##### SELECTED EXCERPT #####
ITTN-009: Summit Time Synchronization

  • Joshua Hoblitt and
  • Adrien Thebo

Latest Revision: 2022-11-14

1 Linux System Clock

The Linux kernel handles the system clock in Unix time <https://en.wikipedia.org/wiki/Unix_time>. Unix time, which is a monotonic count of seconds since the 1970-01-01 00:00:00 UTC. The system clock is initially set from a hardware real time clock (RTC) when the system is booted. The system clock and RTC are both defined to be UTC and there is no facility for instructing the kernel that an alternative epoch or time system are in use.

While it is possible to set the system clock to be synchronous with TAI time, this may cause a number of issues, including:

  • UTC leap second corrections mistakenly being applied to the system clock as if it is UTC time

  • The timestamps in log messages being offset from UTC without any indication that said timestamps are not in UTC

  • Interoperability issues with kerberos <https://en.wikipedia.org/wiki/Kerberos_(protocol)> (krb5) ticket-granting tickets (TGT), which rely on timestamps in UTC. Rubin Observatory uses krb5 for system authz.

  • Interoperability issues with x509 <https://en.wikipedia.org/wiki/X.509> certificates, which use UTC timestamnp to establish a validity period. Rubin Observatory uses some management tooling such as puppet which, which is dependent upon x509 certs.

2 Leap Seconds

Earth’s rotational period is not exactly 86400 seconds, which causes the time of day to gradually slip earlier. To compensate for this an extra second is periodically added (or subtracted) from from UTC to keep the delta between UTC and UT1 under 1 second.

However, leap seconds may cause the clock to behave in ways that many applications don’t expect. One such quirk is that days that have a leap second have a minute that either 59 or 61 seconds long. One possible issue is the expectation that timestamps “seconds” are in the range 00-59. E.g.:

::

$ TZ=right/UTC date -d ‘Dec 31 2008 23:59:60’ Wed Dec 31 23:59:60 UTC 2008

As leap seconds are a relatively infrequent event, and likely due to low developer awareness, leap second handling problems in applications are often unknown/undetected. In order to avoid triggering latent software bugs, it has become reasonably common to smear/spread/slew the leap second across a larger time period. Typically, this is a day and over the course of that day each “clock second” is slight more or less than an SI second. This avoids ever having a timestamp of 23:59:60 or skipping over second 23:59:59 and avoids sudden clock shifts. However, this strategy inherently relies on intentionally making the system clock subtly inaccurate.

3 CLOCK_TAI: The short story

  1. Linux calculates all kernel clocks by reading CLOCK_MONOTONIC and adding offsets. There is only one actual clock; all others are synthetic.

  2. By default Linux sets CLOCK_TAI to match CLOCK_REALTIME on boot.
#####
§ **EXERCISE**
Please copy the passage from the time synchronization text, starting with "While it is" and going on through "upon x509 certs.". The rows after this point are separate material and have no connection to the text on time synchronization.
##### DATA EXCERPTS #####
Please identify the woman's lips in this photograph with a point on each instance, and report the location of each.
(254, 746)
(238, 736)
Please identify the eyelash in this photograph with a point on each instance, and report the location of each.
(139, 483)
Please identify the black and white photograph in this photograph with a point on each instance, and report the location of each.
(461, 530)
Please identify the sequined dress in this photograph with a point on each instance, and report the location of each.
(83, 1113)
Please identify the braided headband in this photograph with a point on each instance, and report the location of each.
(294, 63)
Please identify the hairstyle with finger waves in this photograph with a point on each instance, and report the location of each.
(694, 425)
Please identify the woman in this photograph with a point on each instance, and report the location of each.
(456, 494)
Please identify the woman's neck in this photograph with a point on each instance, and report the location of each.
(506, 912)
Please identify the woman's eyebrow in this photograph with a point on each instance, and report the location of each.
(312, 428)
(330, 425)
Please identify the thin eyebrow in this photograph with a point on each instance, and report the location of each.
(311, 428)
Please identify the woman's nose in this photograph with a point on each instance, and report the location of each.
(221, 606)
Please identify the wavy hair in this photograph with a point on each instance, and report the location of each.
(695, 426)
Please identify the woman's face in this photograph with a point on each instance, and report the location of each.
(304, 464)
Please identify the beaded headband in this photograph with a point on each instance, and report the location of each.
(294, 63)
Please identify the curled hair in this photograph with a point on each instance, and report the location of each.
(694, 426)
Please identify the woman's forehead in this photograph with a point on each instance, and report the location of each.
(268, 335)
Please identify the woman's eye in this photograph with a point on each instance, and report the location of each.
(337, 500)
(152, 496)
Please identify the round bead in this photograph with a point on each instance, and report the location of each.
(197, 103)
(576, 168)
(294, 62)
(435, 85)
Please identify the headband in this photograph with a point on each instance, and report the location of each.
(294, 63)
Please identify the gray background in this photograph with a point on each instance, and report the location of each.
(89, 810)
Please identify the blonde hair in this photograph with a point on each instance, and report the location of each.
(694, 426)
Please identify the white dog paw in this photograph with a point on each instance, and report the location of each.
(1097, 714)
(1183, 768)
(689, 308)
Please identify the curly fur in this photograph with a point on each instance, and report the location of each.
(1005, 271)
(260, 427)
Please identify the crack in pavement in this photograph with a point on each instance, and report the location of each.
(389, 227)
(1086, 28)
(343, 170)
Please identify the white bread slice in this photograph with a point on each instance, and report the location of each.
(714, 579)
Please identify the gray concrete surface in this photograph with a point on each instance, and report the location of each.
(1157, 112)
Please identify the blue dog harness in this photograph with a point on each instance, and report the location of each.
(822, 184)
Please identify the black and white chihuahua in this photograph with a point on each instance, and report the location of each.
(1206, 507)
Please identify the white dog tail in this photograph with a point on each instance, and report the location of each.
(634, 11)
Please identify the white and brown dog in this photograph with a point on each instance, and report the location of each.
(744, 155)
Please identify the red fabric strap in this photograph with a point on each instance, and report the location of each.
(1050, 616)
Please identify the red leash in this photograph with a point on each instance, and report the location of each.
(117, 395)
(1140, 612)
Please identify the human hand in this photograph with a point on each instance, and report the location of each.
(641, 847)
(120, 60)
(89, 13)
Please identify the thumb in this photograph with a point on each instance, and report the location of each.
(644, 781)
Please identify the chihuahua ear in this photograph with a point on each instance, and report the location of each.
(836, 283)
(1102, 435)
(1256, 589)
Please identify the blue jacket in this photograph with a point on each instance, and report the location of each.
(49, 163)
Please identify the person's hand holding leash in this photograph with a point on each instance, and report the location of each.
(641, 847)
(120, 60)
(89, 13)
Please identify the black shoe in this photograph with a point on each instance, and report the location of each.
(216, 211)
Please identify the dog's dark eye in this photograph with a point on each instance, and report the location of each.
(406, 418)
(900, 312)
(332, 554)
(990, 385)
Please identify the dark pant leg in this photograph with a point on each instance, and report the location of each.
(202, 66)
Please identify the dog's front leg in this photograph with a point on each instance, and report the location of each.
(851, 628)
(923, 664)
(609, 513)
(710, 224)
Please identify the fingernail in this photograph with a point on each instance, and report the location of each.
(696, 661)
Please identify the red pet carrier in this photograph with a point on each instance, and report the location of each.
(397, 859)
#####
§ **EXERCISE OUTPUT**
While it is possible to set the system clock to be synchronous with TAI time, this may cause a number of issues, including:

  • UTC leap second corrections mistakenly being applied to the system clock as if it is UTC time

  • The timestamps in log messages being offset from UTC without any indication that said timestamps are not in UTC

  • Interoperability issues with kerberos <https://en.wikipedia.org/wiki/Kerberos_(protocol)> (krb5) ticket-granting tickets (TGT), which rely on timestamps in UTC. Rubin Observatory uses krb5 for system authz.

  • Interoperability issues with x509 <https://en.wikipedia.org/wiki/X.509> certificates, which use UTC timestamnp to establish a validity period. Rubin Observatory uses some management tooling such as puppet which, which is dependent upon x509 certs.